Transcribe the entries below exactly; leave every image out.

(Stored items)
※
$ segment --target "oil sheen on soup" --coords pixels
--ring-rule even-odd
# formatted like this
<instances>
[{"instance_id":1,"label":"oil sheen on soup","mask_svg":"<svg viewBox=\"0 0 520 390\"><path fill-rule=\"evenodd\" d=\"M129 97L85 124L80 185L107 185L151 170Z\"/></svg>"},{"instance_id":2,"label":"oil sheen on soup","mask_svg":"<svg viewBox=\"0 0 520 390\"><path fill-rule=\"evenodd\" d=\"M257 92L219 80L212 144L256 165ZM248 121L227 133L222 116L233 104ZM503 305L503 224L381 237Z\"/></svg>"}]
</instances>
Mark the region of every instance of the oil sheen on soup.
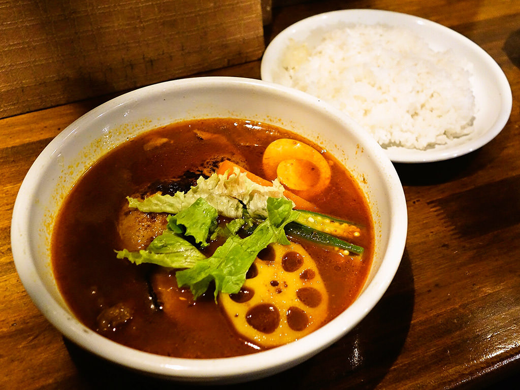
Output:
<instances>
[{"instance_id":1,"label":"oil sheen on soup","mask_svg":"<svg viewBox=\"0 0 520 390\"><path fill-rule=\"evenodd\" d=\"M57 216L52 262L74 315L101 335L224 357L337 316L366 280L373 241L359 187L326 150L213 118L136 136L88 169Z\"/></svg>"}]
</instances>

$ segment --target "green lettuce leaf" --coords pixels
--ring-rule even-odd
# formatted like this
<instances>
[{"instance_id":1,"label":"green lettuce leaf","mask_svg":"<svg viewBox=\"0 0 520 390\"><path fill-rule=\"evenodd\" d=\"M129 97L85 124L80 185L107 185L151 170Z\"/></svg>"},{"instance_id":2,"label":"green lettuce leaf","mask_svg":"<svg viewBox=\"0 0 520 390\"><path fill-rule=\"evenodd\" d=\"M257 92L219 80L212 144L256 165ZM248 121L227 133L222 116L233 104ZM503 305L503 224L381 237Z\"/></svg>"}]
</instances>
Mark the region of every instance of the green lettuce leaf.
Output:
<instances>
[{"instance_id":1,"label":"green lettuce leaf","mask_svg":"<svg viewBox=\"0 0 520 390\"><path fill-rule=\"evenodd\" d=\"M233 173L229 177L227 174L216 173L207 179L200 177L197 185L187 192L178 192L173 196L158 193L142 201L128 197L128 205L145 213L175 214L202 198L225 217L241 218L245 207L249 215L266 218L267 198L284 198L283 186L277 179L273 181L272 186L262 186L238 169Z\"/></svg>"},{"instance_id":2,"label":"green lettuce leaf","mask_svg":"<svg viewBox=\"0 0 520 390\"><path fill-rule=\"evenodd\" d=\"M231 235L211 257L201 260L191 268L176 272L179 287L187 285L197 299L215 281L215 298L219 292L236 293L245 281L245 275L258 252L272 242L288 244L283 228L298 213L292 203L283 198L267 200L267 218L249 236Z\"/></svg>"},{"instance_id":3,"label":"green lettuce leaf","mask_svg":"<svg viewBox=\"0 0 520 390\"><path fill-rule=\"evenodd\" d=\"M207 238L217 227L218 216L216 209L205 199L199 198L187 209L170 216L168 225L174 231L177 230L175 226L183 225L186 229L185 236L192 236L195 242L203 248L209 245Z\"/></svg>"},{"instance_id":4,"label":"green lettuce leaf","mask_svg":"<svg viewBox=\"0 0 520 390\"><path fill-rule=\"evenodd\" d=\"M137 265L150 263L174 268L190 268L206 258L194 246L170 230L157 237L146 250L123 249L115 253L118 258L126 258Z\"/></svg>"}]
</instances>

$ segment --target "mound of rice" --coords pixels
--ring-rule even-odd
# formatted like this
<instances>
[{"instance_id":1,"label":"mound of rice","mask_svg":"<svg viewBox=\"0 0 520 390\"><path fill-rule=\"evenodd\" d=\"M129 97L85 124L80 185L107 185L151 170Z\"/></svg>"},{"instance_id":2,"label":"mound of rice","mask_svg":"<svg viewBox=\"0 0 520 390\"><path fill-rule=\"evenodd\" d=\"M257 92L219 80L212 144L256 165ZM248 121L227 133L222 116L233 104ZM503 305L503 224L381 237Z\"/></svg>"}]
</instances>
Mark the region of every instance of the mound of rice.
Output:
<instances>
[{"instance_id":1,"label":"mound of rice","mask_svg":"<svg viewBox=\"0 0 520 390\"><path fill-rule=\"evenodd\" d=\"M405 29L339 28L314 48L294 43L283 61L283 84L347 113L384 148L425 150L473 130L469 64Z\"/></svg>"}]
</instances>

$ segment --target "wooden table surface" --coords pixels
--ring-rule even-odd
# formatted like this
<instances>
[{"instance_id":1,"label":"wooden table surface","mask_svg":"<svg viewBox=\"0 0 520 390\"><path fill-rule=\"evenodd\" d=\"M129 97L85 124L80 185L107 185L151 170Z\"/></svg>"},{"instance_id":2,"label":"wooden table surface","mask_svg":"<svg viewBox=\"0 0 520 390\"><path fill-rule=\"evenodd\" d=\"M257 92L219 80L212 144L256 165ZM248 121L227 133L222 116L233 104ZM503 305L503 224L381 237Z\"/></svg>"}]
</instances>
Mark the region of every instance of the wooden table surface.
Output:
<instances>
[{"instance_id":1,"label":"wooden table surface","mask_svg":"<svg viewBox=\"0 0 520 390\"><path fill-rule=\"evenodd\" d=\"M409 229L386 293L330 348L247 386L480 388L520 372L520 2L294 3L274 8L267 43L290 24L326 11L371 8L411 14L448 26L486 50L509 80L513 110L501 133L468 155L396 165ZM259 78L259 62L205 74ZM0 120L0 388L183 387L127 372L64 340L31 301L13 263L10 219L25 173L54 137L108 98Z\"/></svg>"}]
</instances>

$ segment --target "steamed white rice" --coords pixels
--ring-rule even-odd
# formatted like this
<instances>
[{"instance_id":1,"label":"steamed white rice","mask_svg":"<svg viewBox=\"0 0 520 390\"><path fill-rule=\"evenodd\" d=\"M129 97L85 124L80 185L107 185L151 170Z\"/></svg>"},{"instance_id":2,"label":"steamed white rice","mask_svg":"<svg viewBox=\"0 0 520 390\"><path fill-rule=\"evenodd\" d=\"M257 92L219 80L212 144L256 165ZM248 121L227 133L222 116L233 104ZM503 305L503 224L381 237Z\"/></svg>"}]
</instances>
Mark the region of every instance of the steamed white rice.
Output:
<instances>
[{"instance_id":1,"label":"steamed white rice","mask_svg":"<svg viewBox=\"0 0 520 390\"><path fill-rule=\"evenodd\" d=\"M284 62L282 83L349 114L383 147L424 150L473 131L470 64L405 29L339 28L315 47L295 43Z\"/></svg>"}]
</instances>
※
Expected answer.
$ segment --target "oil sheen on soup" --coords pixels
--ring-rule even-odd
# formatted like this
<instances>
[{"instance_id":1,"label":"oil sheen on soup","mask_svg":"<svg viewBox=\"0 0 520 390\"><path fill-rule=\"evenodd\" d=\"M129 97L85 124L80 185L107 185L151 170Z\"/></svg>"},{"instance_id":2,"label":"oil sheen on soup","mask_svg":"<svg viewBox=\"0 0 520 390\"><path fill-rule=\"evenodd\" d=\"M257 92L219 80L212 144L256 165ZM248 121L227 133L222 116L233 104ZM503 305L503 224L381 237Z\"/></svg>"}]
</instances>
Mark the region of every instance of the oil sheen on soup.
Output:
<instances>
[{"instance_id":1,"label":"oil sheen on soup","mask_svg":"<svg viewBox=\"0 0 520 390\"><path fill-rule=\"evenodd\" d=\"M57 216L52 262L74 315L101 335L224 357L337 316L366 280L373 241L359 187L326 150L213 118L136 136L88 169Z\"/></svg>"}]
</instances>

$ segment --target "green lettuce leaf" --coords pixels
--ring-rule even-odd
# formatted like this
<instances>
[{"instance_id":1,"label":"green lettuce leaf","mask_svg":"<svg viewBox=\"0 0 520 390\"><path fill-rule=\"evenodd\" d=\"M129 97L85 124L80 185L107 185L151 170Z\"/></svg>"},{"instance_id":2,"label":"green lettuce leaf","mask_svg":"<svg viewBox=\"0 0 520 390\"><path fill-rule=\"evenodd\" d=\"M257 92L219 80L212 144L256 165ZM248 121L227 133L222 116L233 104ZM503 305L503 224L381 237Z\"/></svg>"}]
</instances>
Mark the region of every instance of the green lettuce leaf.
Output:
<instances>
[{"instance_id":1,"label":"green lettuce leaf","mask_svg":"<svg viewBox=\"0 0 520 390\"><path fill-rule=\"evenodd\" d=\"M233 173L229 177L227 174L216 173L207 179L200 177L197 185L187 192L178 192L173 196L158 193L142 201L128 197L128 205L145 213L175 214L202 198L225 217L241 218L245 207L249 215L266 218L267 198L284 198L283 186L277 179L273 181L272 186L262 186L238 169Z\"/></svg>"},{"instance_id":2,"label":"green lettuce leaf","mask_svg":"<svg viewBox=\"0 0 520 390\"><path fill-rule=\"evenodd\" d=\"M231 235L211 257L201 260L191 268L176 272L179 287L187 285L197 299L215 281L215 298L219 292L236 293L245 281L245 275L258 252L272 242L288 244L283 228L298 213L292 203L283 198L267 200L267 218L249 236Z\"/></svg>"},{"instance_id":3,"label":"green lettuce leaf","mask_svg":"<svg viewBox=\"0 0 520 390\"><path fill-rule=\"evenodd\" d=\"M207 238L217 227L218 216L216 209L205 199L199 198L187 209L170 216L168 225L174 231L177 230L175 226L183 225L186 229L185 236L192 236L195 242L203 248L209 245Z\"/></svg>"},{"instance_id":4,"label":"green lettuce leaf","mask_svg":"<svg viewBox=\"0 0 520 390\"><path fill-rule=\"evenodd\" d=\"M137 265L150 263L174 268L190 268L206 258L194 246L170 230L157 237L146 250L123 249L115 253L118 258L126 258Z\"/></svg>"}]
</instances>

$ segment --target "mound of rice" --coords pixels
--ring-rule even-odd
# formatted like this
<instances>
[{"instance_id":1,"label":"mound of rice","mask_svg":"<svg viewBox=\"0 0 520 390\"><path fill-rule=\"evenodd\" d=\"M129 97L85 124L80 185L107 185L151 170Z\"/></svg>"},{"instance_id":2,"label":"mound of rice","mask_svg":"<svg viewBox=\"0 0 520 390\"><path fill-rule=\"evenodd\" d=\"M257 92L219 80L212 144L256 165ZM248 121L227 133L222 116L233 104ZM503 305L503 224L381 237Z\"/></svg>"}]
</instances>
Mark the region of every instance of the mound of rice.
Output:
<instances>
[{"instance_id":1,"label":"mound of rice","mask_svg":"<svg viewBox=\"0 0 520 390\"><path fill-rule=\"evenodd\" d=\"M405 29L339 28L314 48L294 43L283 61L283 84L347 113L384 148L425 150L473 130L469 64Z\"/></svg>"}]
</instances>

$ segment --target "wooden table surface" --coords pixels
--ring-rule even-odd
# formatted like this
<instances>
[{"instance_id":1,"label":"wooden table surface","mask_svg":"<svg viewBox=\"0 0 520 390\"><path fill-rule=\"evenodd\" d=\"M129 97L85 124L80 185L107 185L151 170Z\"/></svg>"},{"instance_id":2,"label":"wooden table surface","mask_svg":"<svg viewBox=\"0 0 520 390\"><path fill-rule=\"evenodd\" d=\"M257 92L219 80L212 144L256 165ZM248 121L227 133L222 116L233 104ZM503 305L503 224L381 237Z\"/></svg>"}]
</instances>
Mark the region of every instance of the wooden table surface.
Output:
<instances>
[{"instance_id":1,"label":"wooden table surface","mask_svg":"<svg viewBox=\"0 0 520 390\"><path fill-rule=\"evenodd\" d=\"M409 229L386 293L330 348L247 386L480 388L520 372L520 2L294 3L274 8L267 43L290 24L326 11L371 8L411 14L448 26L486 50L509 80L513 110L501 133L468 155L396 165ZM259 78L259 62L205 74ZM0 120L0 388L183 387L127 372L64 340L31 301L13 263L10 219L25 173L54 137L108 98Z\"/></svg>"}]
</instances>

$ segment --target "steamed white rice" --coords pixels
--ring-rule even-odd
# formatted like this
<instances>
[{"instance_id":1,"label":"steamed white rice","mask_svg":"<svg viewBox=\"0 0 520 390\"><path fill-rule=\"evenodd\" d=\"M129 97L85 124L80 185L107 185L151 170Z\"/></svg>"},{"instance_id":2,"label":"steamed white rice","mask_svg":"<svg viewBox=\"0 0 520 390\"><path fill-rule=\"evenodd\" d=\"M257 92L219 80L212 144L256 165ZM248 121L227 133L222 116L233 104ZM503 305L503 224L381 237Z\"/></svg>"}]
</instances>
Mark the region of every instance of the steamed white rice.
Output:
<instances>
[{"instance_id":1,"label":"steamed white rice","mask_svg":"<svg viewBox=\"0 0 520 390\"><path fill-rule=\"evenodd\" d=\"M284 62L282 83L349 114L383 147L424 150L473 131L470 64L405 29L339 28L315 47L295 43Z\"/></svg>"}]
</instances>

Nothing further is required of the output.